== Task description ==
Count how many lines of the records below contain the string "white", treating uppercase and lowercase as different. Reply with the number alone.

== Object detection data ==
======
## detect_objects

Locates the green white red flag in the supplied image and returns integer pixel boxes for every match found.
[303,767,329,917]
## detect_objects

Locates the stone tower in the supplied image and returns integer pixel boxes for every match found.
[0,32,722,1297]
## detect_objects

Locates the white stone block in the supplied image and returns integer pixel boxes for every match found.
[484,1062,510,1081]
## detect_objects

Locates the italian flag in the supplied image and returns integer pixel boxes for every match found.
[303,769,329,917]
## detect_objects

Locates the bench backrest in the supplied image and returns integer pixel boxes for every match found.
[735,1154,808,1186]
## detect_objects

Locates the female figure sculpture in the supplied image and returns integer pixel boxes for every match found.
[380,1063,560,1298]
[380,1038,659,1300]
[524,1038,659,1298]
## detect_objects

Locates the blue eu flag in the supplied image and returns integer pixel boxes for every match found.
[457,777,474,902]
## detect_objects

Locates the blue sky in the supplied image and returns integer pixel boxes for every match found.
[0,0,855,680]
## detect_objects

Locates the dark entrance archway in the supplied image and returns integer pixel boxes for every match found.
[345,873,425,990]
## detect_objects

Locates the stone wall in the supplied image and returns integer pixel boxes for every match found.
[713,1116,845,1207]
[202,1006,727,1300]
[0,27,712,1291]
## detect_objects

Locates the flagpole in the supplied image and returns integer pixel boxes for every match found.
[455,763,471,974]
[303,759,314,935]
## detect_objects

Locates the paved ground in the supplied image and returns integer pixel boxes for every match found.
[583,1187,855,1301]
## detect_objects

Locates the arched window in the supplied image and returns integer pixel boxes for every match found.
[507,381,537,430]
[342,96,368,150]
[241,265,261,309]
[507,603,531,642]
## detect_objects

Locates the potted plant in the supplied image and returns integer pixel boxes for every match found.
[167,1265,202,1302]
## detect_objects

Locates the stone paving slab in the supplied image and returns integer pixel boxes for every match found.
======
== Solution below ==
2